**What to do**.
Pick out each line in the records below that contains the string "balloon", treating uppercase and lowercase as different, and copy every one of those lines in full.
## BEGIN Records provided
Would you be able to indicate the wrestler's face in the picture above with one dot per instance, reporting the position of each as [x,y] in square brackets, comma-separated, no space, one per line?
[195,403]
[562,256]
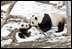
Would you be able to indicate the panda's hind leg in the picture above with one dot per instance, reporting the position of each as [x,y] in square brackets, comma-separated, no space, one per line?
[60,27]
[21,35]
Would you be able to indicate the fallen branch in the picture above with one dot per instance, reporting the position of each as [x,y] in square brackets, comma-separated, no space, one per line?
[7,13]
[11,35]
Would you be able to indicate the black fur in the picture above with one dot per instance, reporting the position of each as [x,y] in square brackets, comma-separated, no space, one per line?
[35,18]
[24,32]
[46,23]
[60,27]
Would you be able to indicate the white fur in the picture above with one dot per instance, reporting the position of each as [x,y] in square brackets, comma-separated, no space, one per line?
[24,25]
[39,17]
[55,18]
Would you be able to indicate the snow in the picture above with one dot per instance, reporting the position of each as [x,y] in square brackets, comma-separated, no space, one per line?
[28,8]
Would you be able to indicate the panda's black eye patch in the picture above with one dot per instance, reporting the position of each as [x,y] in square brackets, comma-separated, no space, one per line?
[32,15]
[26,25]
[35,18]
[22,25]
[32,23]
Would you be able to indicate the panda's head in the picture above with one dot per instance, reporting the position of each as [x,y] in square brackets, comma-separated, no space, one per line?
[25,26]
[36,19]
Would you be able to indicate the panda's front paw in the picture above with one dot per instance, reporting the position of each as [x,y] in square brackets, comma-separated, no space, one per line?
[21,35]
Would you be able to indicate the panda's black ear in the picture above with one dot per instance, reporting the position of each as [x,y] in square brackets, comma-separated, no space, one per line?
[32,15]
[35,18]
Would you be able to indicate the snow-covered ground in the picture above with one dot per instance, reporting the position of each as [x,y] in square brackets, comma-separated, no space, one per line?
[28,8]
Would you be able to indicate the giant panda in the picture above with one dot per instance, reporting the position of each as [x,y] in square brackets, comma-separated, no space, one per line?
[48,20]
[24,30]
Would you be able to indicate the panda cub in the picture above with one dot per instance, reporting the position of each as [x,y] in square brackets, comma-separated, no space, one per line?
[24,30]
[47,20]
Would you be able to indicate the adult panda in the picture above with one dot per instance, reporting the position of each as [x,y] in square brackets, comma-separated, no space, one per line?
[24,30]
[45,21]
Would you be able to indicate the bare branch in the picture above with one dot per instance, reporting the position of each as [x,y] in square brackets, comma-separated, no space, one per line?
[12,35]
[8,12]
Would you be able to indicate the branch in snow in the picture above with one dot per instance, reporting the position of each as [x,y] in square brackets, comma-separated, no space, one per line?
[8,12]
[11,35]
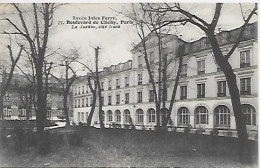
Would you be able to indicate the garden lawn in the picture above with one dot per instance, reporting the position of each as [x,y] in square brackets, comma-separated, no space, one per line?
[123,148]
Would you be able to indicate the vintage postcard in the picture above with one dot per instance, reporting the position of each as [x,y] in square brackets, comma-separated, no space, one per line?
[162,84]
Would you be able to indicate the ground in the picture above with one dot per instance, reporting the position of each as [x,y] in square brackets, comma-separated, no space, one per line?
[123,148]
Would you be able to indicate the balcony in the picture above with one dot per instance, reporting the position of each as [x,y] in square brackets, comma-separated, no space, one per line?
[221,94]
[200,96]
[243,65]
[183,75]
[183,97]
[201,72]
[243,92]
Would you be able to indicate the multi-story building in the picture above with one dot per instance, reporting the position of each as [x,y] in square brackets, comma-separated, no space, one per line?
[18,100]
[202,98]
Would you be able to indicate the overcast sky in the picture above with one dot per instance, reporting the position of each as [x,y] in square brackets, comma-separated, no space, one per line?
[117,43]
## END Records provided
## BEGIN Records provided
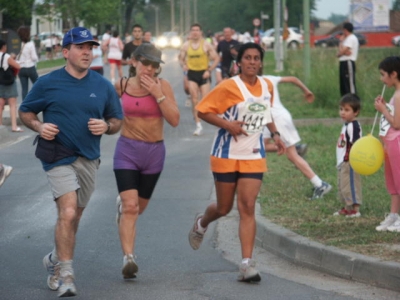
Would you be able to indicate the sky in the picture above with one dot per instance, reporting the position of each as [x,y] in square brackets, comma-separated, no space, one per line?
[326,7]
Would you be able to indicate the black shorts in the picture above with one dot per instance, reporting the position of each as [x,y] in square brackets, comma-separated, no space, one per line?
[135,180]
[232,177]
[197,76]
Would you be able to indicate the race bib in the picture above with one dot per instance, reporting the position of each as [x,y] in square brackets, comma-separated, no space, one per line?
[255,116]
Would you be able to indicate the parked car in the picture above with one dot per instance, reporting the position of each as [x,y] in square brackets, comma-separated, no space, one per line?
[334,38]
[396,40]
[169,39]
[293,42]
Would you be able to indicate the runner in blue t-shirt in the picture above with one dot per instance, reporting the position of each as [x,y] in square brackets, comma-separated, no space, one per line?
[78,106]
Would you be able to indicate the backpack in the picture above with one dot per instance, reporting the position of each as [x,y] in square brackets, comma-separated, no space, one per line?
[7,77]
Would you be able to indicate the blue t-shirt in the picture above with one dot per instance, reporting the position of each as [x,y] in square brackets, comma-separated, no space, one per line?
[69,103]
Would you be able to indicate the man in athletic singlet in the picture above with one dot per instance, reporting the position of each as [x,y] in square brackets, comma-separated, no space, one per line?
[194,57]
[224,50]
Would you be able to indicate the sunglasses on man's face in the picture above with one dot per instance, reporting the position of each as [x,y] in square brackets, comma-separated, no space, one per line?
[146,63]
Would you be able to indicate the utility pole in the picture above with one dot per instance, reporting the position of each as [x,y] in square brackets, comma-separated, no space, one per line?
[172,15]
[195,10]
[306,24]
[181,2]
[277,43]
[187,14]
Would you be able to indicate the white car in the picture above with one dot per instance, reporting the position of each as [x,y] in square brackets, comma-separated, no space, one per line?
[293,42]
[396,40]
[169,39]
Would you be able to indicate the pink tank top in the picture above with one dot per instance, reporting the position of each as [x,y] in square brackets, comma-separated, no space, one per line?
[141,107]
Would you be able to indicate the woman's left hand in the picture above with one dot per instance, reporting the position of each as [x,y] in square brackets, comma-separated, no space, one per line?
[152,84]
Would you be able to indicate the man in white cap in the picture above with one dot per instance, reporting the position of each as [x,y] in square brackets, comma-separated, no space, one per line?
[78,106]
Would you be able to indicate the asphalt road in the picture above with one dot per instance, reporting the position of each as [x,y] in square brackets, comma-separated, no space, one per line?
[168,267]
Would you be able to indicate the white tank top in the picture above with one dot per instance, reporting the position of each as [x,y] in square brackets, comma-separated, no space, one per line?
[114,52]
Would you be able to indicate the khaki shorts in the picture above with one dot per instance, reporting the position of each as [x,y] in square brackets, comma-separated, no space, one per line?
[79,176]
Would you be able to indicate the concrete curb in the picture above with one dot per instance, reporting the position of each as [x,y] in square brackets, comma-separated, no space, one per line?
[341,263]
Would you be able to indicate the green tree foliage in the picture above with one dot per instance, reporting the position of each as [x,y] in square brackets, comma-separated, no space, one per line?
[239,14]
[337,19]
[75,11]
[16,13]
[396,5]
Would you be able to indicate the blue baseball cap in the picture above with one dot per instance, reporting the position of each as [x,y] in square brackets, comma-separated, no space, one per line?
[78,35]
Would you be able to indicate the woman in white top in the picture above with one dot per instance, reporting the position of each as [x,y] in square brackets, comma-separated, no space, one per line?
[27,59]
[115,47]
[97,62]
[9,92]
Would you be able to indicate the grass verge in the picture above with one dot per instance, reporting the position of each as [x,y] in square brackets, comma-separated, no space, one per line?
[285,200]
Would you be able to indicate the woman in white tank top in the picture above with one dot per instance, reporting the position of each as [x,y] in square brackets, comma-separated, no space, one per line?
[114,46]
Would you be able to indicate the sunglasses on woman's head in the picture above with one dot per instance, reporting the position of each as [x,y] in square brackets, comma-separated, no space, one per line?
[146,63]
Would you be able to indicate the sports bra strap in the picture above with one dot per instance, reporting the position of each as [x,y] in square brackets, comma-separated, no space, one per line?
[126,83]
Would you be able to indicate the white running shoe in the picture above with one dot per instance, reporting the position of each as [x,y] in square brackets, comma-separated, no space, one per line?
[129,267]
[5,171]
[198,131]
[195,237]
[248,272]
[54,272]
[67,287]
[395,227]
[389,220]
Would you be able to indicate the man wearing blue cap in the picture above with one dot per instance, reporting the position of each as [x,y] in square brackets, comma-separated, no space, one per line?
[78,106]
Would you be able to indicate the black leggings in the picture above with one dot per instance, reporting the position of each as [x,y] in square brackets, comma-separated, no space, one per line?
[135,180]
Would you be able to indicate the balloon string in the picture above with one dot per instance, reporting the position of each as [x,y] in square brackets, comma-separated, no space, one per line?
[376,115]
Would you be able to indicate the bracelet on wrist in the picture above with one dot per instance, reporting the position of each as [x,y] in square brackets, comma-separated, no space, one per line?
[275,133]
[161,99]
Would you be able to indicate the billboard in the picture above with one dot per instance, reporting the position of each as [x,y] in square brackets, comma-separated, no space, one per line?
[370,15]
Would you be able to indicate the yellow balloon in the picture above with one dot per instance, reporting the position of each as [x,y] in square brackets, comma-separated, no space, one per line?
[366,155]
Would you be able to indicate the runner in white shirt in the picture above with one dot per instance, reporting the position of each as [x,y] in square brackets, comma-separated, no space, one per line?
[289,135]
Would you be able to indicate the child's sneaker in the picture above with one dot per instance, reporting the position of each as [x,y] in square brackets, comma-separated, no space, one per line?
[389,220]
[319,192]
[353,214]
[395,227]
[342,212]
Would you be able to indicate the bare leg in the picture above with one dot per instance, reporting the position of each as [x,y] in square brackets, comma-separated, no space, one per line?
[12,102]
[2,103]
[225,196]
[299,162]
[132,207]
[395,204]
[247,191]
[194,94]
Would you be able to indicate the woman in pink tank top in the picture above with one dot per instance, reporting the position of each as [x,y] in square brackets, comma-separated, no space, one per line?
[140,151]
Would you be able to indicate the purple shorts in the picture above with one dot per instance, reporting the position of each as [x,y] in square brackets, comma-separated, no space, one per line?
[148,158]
## END Records provided
**Correct answer**.
Would you be able to indicate the balloon string in the picture above with one dot per instance, reporting the position of each as [x,y] in square brackets, comma-separated, no space, one per line?
Would you be able to indicate the yellow balloon in the picture above with one dot per instance, reporting the position of each as [x,y] in square brackets, comma-separated, no space, one per line?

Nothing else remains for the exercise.